# [Given instruction]
Write out all of the entries below word for word, and leave the pictures out.

# [Provided entries]
----

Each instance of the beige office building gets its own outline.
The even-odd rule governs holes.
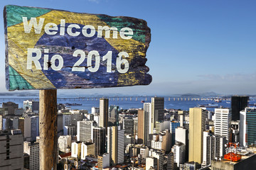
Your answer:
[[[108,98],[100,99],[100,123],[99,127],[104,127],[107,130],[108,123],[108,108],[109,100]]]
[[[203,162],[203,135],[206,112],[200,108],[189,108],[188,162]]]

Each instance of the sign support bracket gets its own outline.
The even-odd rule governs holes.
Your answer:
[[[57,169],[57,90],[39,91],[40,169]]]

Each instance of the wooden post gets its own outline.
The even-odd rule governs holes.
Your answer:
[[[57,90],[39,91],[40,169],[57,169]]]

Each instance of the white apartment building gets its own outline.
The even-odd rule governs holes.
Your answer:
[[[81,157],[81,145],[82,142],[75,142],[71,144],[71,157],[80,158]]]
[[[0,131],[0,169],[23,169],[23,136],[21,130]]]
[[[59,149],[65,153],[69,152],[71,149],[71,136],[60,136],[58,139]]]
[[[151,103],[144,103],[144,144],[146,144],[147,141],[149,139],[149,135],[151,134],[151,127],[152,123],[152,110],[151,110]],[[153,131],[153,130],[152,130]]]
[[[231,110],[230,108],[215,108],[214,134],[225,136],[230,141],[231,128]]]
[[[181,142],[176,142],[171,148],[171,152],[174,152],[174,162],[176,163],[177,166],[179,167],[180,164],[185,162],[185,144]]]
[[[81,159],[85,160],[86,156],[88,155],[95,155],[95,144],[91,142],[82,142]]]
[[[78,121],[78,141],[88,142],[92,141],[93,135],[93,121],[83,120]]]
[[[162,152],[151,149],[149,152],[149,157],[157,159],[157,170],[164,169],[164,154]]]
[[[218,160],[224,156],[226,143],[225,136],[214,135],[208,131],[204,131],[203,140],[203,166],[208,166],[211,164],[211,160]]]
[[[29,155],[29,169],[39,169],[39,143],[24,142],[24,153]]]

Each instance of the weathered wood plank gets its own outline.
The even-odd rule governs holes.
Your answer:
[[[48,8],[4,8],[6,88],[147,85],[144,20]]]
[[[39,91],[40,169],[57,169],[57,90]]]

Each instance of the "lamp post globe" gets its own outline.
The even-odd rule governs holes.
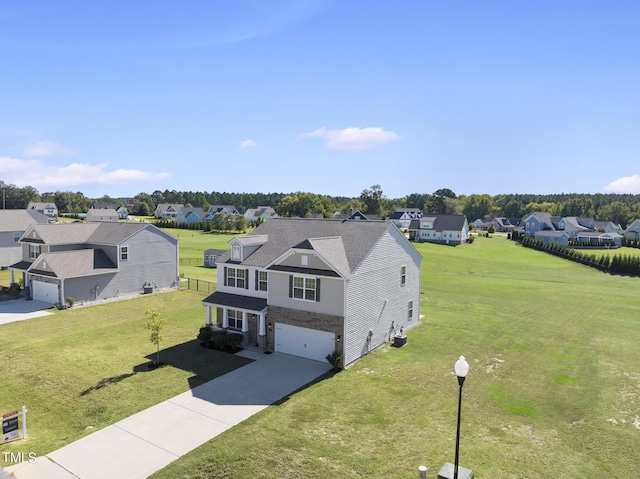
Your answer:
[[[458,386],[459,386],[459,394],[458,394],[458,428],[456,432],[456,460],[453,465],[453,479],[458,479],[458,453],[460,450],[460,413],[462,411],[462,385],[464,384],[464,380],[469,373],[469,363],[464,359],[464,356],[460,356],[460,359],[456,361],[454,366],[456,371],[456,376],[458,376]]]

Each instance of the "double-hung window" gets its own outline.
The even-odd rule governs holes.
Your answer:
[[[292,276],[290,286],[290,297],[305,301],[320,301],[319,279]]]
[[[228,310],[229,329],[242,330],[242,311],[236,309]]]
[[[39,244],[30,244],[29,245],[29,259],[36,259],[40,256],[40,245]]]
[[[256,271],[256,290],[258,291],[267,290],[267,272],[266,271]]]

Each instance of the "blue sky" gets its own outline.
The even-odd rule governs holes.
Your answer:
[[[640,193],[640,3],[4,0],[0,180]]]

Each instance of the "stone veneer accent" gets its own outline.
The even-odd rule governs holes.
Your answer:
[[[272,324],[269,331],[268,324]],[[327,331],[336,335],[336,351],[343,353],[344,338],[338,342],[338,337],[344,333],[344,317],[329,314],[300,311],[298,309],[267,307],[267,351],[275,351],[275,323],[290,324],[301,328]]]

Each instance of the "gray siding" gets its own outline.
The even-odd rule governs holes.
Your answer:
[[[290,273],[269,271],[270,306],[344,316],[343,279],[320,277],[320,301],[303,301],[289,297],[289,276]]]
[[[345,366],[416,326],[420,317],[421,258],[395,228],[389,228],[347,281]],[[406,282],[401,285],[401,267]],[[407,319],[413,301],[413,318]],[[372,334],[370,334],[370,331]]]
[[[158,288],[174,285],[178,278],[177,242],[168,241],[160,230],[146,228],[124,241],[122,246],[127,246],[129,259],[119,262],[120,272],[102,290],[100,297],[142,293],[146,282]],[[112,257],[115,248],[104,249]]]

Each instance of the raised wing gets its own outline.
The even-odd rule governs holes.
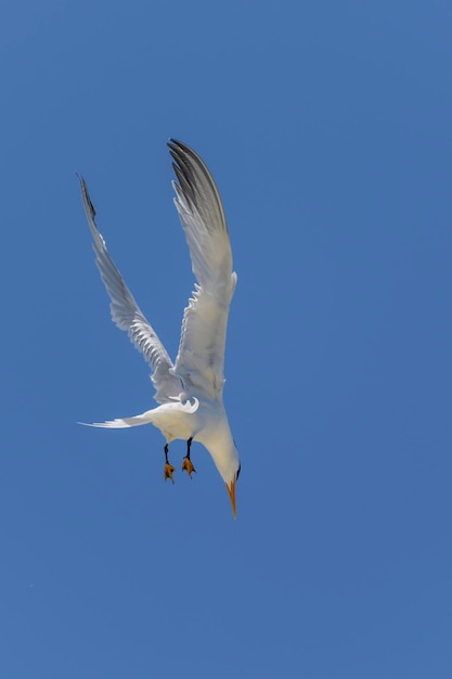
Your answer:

----

# [Full solution]
Each instance of the beige office building gets its own outline.
The even-odd rule governs holes.
Your answer:
[[[108,98],[100,99],[100,123],[99,127],[104,127],[107,130],[108,123],[108,108],[109,100]]]
[[[203,162],[203,135],[206,112],[200,108],[189,108],[188,162]]]

Each instance of the sign support bracket gets its own outline.
The even-odd rule governs holes.
Your answer:
[[[57,169],[57,90],[39,91],[40,169]]]

Each instance of the wooden post gets its own outline.
The even-odd rule governs holes.
Your answer:
[[[57,90],[39,91],[40,169],[57,169]]]

Each instance of the white apartment building gets its own outline.
The even-odd rule governs holes.
Your answer:
[[[81,157],[81,145],[82,142],[75,142],[71,144],[71,157],[80,158]]]
[[[0,131],[0,169],[23,169],[23,136],[21,130]]]
[[[59,149],[65,153],[69,152],[71,149],[71,136],[60,136],[58,139]]]
[[[151,103],[144,103],[144,144],[146,144],[147,141],[149,139],[149,135],[151,134],[151,127],[152,123],[152,110],[151,110]],[[153,131],[153,130],[152,130]]]
[[[231,110],[230,108],[215,108],[214,134],[225,136],[230,141],[231,128]]]
[[[181,142],[176,142],[171,148],[171,152],[174,152],[174,162],[176,163],[177,166],[179,167],[180,164],[185,162],[185,144]]]
[[[81,159],[85,160],[86,156],[88,155],[95,155],[95,144],[91,142],[82,142]]]
[[[78,121],[78,141],[88,142],[92,141],[93,135],[93,121],[83,120]]]
[[[162,152],[151,149],[149,152],[149,157],[157,159],[157,170],[164,169],[164,154]]]
[[[218,160],[224,156],[226,143],[225,136],[214,135],[208,131],[204,131],[203,140],[203,166],[208,166],[211,164],[211,160]]]
[[[29,155],[29,169],[39,169],[39,143],[24,142],[24,153]]]

Each instance of the weathered wood plank gets its own outline.
The even-odd rule governs holes.
Your answer:
[[[48,8],[4,8],[6,88],[147,85],[144,20]]]
[[[39,91],[40,169],[57,169],[57,90]]]

Each instance of the "lamp post globe" gets its own outline.
The even-odd rule governs holes.
Your answer:
[[[458,386],[459,386],[459,394],[458,394],[458,428],[456,432],[456,460],[453,465],[453,479],[458,479],[458,453],[460,450],[460,413],[462,411],[462,385],[464,384],[464,380],[469,373],[469,363],[464,359],[464,356],[460,356],[460,359],[456,361],[454,366],[456,371],[456,376],[458,376]]]

Each instance of the "double-hung window" gets its own outline.
The even-odd rule governs holes.
Your answer:
[[[292,276],[290,286],[290,297],[305,301],[320,301],[319,279]]]
[[[228,310],[229,329],[242,330],[242,311],[236,309]]]
[[[39,244],[30,244],[29,245],[29,259],[36,259],[40,256],[40,245]]]
[[[256,271],[256,290],[258,291],[267,290],[267,272],[266,271]]]

Each instance of the "blue sky" gets its own outline.
The even-odd rule governs holes.
Your answer:
[[[640,193],[640,3],[4,0],[0,180]]]

Each instance of the "stone veneer accent" gets its own outline.
The even-odd rule governs holes.
Your answer:
[[[272,324],[269,331],[268,324]],[[327,331],[336,335],[336,351],[343,353],[344,338],[338,342],[338,337],[344,333],[344,317],[329,314],[300,311],[298,309],[267,307],[267,351],[275,351],[275,323],[290,324],[301,328]]]

Each instance of the "gray siding" gets its own outline.
The even-odd rule governs holes.
Your answer:
[[[290,273],[269,271],[270,306],[344,316],[343,279],[320,277],[320,301],[303,301],[289,297],[289,276]]]
[[[345,366],[416,326],[420,317],[421,258],[395,228],[389,228],[347,281]],[[406,282],[401,285],[401,267]],[[407,319],[413,301],[413,318]],[[372,334],[370,334],[370,331]]]
[[[158,288],[174,285],[178,278],[177,242],[168,241],[160,230],[146,228],[124,241],[122,246],[127,246],[129,259],[119,262],[120,272],[102,290],[100,297],[142,293],[146,282]],[[112,257],[115,248],[104,249]]]

Each instance of the raised wing gets its own outline.
The even-odd rule governs holes.
Your answer:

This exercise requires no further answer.